Go to the line below containing "[ ] locate the red lipstick" and print exactly from there through the line containing "[ ] locate the foliage", both included. Print nothing else.

### Records from a data source
◆ ◆ ◆ ◆

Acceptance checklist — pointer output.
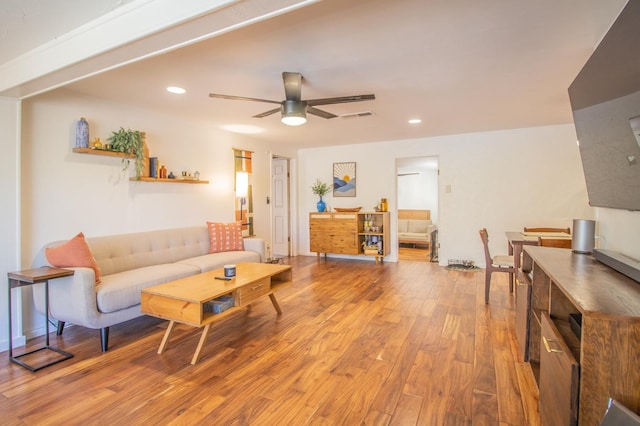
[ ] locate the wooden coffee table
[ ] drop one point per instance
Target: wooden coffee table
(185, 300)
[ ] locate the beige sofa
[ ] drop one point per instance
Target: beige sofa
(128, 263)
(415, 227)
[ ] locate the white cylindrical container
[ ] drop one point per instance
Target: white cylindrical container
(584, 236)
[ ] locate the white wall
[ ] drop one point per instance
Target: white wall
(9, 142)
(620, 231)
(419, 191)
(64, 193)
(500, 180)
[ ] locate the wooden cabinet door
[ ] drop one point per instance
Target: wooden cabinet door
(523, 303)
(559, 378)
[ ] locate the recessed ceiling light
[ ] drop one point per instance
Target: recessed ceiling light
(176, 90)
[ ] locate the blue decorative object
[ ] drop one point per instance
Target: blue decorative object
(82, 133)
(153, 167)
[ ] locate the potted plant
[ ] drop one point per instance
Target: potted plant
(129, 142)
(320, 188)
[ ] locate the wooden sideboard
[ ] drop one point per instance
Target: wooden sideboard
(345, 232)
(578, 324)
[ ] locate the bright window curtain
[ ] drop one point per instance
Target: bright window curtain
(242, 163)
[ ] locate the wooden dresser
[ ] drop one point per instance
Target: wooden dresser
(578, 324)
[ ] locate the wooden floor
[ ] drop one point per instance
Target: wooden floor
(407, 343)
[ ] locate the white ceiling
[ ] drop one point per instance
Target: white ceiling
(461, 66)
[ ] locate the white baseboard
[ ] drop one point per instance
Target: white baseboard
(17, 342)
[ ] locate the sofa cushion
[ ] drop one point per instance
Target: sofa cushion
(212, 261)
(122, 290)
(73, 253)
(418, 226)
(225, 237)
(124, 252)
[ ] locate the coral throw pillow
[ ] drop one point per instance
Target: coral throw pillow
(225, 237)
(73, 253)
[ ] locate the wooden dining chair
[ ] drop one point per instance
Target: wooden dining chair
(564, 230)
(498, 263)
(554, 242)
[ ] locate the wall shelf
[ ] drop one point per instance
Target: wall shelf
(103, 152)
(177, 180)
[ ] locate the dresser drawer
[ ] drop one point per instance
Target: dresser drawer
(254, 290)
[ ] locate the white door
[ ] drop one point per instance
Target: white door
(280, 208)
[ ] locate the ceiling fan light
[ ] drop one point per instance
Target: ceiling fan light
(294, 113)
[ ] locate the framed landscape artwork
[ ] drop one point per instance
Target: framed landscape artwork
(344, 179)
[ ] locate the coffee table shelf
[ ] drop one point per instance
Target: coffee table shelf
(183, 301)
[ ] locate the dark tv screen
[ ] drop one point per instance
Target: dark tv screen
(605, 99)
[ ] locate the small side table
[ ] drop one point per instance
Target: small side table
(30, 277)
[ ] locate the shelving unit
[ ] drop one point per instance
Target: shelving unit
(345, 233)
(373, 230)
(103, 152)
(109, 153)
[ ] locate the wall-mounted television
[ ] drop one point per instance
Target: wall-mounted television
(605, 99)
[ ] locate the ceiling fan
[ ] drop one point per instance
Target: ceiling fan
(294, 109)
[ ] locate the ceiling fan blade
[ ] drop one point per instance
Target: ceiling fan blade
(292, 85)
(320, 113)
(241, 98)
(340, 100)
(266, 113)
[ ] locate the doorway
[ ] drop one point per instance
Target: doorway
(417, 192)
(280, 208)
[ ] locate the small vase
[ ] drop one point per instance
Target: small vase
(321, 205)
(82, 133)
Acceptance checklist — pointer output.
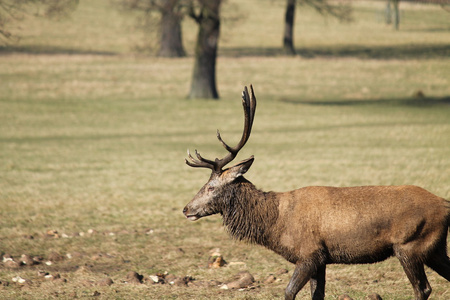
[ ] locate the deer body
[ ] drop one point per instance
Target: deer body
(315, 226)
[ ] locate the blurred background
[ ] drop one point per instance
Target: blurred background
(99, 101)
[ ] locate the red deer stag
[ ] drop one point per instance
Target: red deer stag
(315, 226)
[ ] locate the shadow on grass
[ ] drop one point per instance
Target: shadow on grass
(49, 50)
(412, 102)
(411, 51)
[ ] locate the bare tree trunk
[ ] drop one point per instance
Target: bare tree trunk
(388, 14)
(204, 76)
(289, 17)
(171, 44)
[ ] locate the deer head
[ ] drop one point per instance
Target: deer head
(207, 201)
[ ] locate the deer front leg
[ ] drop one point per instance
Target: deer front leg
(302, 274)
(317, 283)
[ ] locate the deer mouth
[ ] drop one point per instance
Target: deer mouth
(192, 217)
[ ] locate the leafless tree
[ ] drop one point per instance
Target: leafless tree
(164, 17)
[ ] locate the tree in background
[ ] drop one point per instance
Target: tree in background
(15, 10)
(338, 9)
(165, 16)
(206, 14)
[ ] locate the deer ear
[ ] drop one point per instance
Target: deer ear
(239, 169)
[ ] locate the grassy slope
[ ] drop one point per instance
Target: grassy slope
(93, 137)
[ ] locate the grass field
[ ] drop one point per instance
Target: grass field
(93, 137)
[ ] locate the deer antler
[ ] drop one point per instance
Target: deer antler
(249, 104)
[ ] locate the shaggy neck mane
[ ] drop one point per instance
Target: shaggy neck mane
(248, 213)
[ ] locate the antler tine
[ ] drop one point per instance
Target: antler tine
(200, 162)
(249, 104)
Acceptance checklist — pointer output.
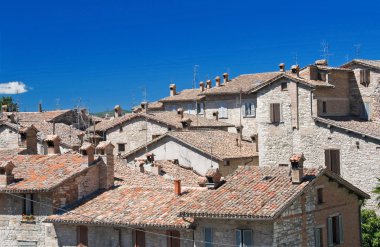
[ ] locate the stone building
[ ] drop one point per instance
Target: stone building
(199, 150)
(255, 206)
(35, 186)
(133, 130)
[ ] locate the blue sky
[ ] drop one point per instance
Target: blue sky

◆ ◆ ◆ ◆

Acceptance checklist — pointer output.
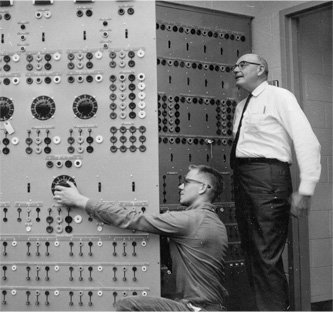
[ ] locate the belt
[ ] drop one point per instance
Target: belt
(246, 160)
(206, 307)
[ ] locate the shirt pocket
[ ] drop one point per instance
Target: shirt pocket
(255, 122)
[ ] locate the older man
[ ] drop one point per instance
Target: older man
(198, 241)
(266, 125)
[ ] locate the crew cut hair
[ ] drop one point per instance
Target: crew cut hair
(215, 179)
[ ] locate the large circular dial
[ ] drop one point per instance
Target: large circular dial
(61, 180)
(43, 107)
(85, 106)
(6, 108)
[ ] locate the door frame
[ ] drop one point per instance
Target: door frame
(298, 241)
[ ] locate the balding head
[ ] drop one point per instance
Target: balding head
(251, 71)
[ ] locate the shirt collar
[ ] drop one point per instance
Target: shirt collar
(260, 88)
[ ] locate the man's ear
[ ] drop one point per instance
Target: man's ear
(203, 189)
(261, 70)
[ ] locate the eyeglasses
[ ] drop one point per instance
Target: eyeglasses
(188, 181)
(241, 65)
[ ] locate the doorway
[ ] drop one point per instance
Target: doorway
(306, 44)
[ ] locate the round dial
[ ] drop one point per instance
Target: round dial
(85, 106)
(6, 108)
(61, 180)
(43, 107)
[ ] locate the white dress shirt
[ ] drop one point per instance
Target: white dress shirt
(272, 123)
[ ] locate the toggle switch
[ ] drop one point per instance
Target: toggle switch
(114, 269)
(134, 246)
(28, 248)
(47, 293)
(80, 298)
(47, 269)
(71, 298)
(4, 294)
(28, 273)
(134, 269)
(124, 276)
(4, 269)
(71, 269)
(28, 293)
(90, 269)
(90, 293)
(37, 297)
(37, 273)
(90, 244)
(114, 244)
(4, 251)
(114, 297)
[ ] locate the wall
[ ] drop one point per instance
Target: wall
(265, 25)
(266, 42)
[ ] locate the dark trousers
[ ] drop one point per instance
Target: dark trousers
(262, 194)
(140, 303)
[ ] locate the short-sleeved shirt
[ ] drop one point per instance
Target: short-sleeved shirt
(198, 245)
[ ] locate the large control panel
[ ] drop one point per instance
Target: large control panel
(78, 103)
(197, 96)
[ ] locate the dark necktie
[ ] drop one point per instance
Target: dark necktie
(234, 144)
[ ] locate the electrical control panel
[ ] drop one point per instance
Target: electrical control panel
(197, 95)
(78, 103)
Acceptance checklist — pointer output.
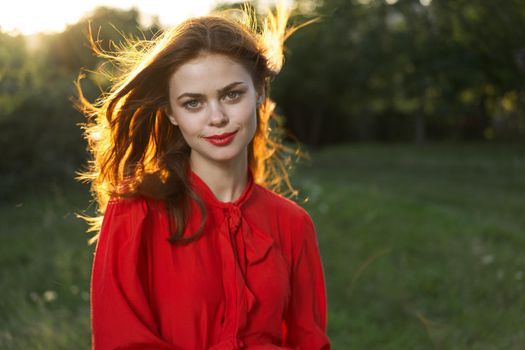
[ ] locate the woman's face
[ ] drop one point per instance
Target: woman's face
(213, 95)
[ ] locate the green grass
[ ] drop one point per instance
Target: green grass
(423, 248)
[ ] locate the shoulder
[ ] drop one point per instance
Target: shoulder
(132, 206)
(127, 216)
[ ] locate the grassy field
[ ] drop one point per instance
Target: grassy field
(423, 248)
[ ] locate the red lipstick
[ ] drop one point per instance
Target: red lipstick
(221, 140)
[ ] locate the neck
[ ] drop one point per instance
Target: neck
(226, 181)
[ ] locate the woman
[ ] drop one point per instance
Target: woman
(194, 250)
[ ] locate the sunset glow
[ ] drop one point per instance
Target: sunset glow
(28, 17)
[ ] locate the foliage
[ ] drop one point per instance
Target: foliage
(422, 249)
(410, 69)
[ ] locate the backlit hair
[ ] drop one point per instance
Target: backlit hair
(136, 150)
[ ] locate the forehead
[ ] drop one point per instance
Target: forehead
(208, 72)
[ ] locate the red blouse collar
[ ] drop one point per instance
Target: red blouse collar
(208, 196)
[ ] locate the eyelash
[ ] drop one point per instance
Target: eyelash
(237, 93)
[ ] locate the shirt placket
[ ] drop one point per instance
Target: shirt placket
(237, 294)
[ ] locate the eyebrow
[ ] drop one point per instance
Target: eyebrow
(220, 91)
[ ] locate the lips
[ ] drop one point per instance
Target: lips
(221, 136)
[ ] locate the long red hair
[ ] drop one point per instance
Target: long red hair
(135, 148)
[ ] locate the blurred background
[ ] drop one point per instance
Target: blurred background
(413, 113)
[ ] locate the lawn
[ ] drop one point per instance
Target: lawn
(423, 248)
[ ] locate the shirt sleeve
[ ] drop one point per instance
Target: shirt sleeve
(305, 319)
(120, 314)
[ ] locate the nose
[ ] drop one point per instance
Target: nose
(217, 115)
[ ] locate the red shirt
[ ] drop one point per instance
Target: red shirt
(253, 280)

◆ ◆ ◆ ◆

### Solved problem
[ ] locate the red lipstick
[ ] drop one point per instance
Target: red lipstick
(221, 140)
[ ] locate the neck
[ ] drop one point per instance
Target: neck
(226, 181)
[ ] locate the woman
[ ] drop one point per instance
Target: woman
(194, 250)
[ ] locate the sunset glow
[ ] drop one point per instance
Target: sunset glow
(28, 17)
[ ] locate the foliage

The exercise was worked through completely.